━━ EXCERPT ━━
This allows the automatic segmentation of images of different
characteristics without the need for the user interactively to set
the segmentation parameters. Conveniently the minimum contrast
value is defined with respect to the contrast in the image, for
instance a statistical analysis or measure of the local contrast in
the image, e.g. based on an average value and standard deviation of
the local contrast values.
[0011] The two aspects of the invention may be combined together
and they are particularly useful for processing medical x-ray
images, particularly digitised mammograms.
[0012] The invention also extends to a computer program comprising
program code means for executing the image processing method on a
suitably programmed computer system, to a computer readable storage
medium carrying the computer program, and to an image processing
apparatus for executing the image processing method.
━━━
━━ STORED DATA ━━
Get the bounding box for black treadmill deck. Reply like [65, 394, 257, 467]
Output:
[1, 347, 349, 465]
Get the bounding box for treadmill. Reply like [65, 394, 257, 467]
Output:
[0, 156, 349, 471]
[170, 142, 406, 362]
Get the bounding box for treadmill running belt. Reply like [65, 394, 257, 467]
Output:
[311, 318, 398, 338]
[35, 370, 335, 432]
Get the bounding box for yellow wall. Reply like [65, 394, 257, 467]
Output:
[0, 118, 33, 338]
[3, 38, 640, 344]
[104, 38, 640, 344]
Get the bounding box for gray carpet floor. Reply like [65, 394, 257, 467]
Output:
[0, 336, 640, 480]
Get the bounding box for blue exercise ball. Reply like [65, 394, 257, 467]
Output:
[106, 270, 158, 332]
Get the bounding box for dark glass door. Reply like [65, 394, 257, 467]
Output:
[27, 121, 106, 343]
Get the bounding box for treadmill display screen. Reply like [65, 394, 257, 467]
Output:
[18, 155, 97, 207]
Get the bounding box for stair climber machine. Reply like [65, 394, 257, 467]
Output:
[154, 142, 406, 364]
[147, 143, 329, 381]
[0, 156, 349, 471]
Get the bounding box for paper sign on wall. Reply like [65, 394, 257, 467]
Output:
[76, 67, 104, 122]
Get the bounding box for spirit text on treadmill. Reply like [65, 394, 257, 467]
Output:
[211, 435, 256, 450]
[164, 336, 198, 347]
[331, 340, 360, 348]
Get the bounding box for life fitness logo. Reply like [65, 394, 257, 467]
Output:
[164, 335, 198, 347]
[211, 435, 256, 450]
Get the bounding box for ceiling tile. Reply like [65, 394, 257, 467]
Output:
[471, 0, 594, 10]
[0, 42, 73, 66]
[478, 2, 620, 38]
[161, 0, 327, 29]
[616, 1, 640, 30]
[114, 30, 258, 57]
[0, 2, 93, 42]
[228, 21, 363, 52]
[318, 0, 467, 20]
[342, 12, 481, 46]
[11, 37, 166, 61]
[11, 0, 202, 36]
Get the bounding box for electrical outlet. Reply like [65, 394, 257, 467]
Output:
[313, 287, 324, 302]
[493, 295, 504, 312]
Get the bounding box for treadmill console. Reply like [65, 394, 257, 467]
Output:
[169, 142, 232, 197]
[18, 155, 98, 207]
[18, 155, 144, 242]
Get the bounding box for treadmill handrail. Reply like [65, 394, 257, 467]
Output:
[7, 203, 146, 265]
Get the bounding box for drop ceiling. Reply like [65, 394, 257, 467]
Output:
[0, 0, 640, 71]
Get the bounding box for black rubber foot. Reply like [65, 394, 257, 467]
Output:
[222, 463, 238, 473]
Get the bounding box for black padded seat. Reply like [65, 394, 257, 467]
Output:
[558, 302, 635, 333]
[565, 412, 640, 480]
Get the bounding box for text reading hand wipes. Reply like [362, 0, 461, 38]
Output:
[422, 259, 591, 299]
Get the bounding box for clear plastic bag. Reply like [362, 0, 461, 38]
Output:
━━━
## YOUR INSTRUCTIONS
Set down, word for word, the passage of the image segmentation excerpt from "This allows the" up to and including "local contrast values.".

## ANSWER TO THIS TASK
This allows the automatic segmentation of images of different
characteristics without the need for the user interactively to set
the segmentation parameters. Conveniently the minimum contrast
value is defined with respect to the contrast in the image, for
instance a statistical analysis or measure of the local contrast in
the image, e.g. based on an average value and standard deviation of
the local contrast values.